> What is required
Quote the passage of the PlayStation 3 forum thread between "I've actually seen" and "(Oct 31, 2008)", inclusive.

> Passage provided
For those of you who have been on the fence about the Playstation 3, there was a recent price drop and the 120 GB "Slim" model just got released today for $299.

Of course, the PS3 also doubles as a Blu-Ray player, and it's one of the best on the market for that, from what I understand.

All in all, I think it's a great value.

Unfortunately, it cannot play your PS2 games - they took that feature out of the PS3 line ages ago - but at the new lower price, I can accept that.


----------



## Addie (Jun 10, 2009)

Ooh. I hadn't heard about this.
Hmm ... it is really cheap compared to when I first heard about the PS3 ... It's reasonable to start buying yourself early Christmas presents already, right?


----------



## cjpatrick (Jan 4, 2009)

I have an old PS3, but I love it. I had a 360 but it went the way of most 360s and I was not willing to buy another one. This is a great deal for only 299.


----------



## NogDog (May 1, 2009)

CS said:


> ...Of course, the PS3 also doubles as a Blu-Ray player, and it's one of the best on the market for that, from what I understand....


Well, probably "one of the best" Blu-Ray players on the market is a bit extreme, as you'd be comparing it with multi-thousand dollar units (such as the one below at $5,999.00). But if you mean one of the best $300.00 Blu-Ray players, that's possible.


----------



## Scheherazade (Apr 11, 2009)

I've actually seen reviews holding the PS3 blu-ray player up $600 models and the like and they often are not all that much better.  That being said, I have a PS3 and immediately went out and bought a separate blu-ray player because I hate messing with all the extra steps... which there may not be many, but I just don't like the menus and such.  I did the same thing after getting a PS2, and this was even after trying to justify the purchase by including that feature in my decision.  So now I never play games on it and have a separate blu-ray player... but I guess it's nice to have it in case something comes out I want?


----------



## Selcien (Oct 31, 2008)

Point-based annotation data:
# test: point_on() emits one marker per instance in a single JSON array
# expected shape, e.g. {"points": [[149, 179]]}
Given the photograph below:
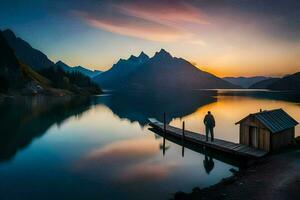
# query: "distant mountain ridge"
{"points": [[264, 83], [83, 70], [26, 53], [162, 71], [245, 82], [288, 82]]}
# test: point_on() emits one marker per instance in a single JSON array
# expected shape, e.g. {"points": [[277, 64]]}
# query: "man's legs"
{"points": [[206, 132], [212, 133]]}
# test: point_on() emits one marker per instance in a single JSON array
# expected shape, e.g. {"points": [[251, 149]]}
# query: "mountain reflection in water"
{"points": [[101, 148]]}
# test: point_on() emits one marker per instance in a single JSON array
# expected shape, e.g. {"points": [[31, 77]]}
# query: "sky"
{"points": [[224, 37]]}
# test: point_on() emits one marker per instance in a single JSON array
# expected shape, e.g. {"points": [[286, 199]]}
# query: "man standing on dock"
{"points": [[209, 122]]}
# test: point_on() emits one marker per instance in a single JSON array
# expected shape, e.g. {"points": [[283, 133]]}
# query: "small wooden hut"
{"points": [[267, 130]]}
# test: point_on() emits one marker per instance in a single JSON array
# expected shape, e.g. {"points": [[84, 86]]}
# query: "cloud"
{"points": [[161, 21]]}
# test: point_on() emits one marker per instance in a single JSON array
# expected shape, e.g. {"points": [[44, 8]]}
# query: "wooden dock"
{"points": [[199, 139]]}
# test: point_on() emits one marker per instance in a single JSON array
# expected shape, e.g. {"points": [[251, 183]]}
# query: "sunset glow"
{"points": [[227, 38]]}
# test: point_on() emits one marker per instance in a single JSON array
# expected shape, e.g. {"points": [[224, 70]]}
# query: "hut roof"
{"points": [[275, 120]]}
--
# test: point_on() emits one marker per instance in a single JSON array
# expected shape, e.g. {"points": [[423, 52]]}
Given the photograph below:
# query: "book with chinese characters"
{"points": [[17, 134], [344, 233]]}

> Full answer
I've actually seen reviews holding the PS3 blu-ray player up $600 models and the like and they often are not all that much better.  That being said, I have a PS3 and immediately went out and bought a separate blu-ray player because I hate messing with all the extra steps... which there may not be many, but I just don't like the menus and such.  I did the same thing after getting a PS2, and this was even after trying to justify the purchase by including that feature in my decision.  So now I never play games on it and have a separate blu-ray player... but I guess it's nice to have it in case something comes out I want?


----------



## Selcien (Oct 31, 2008)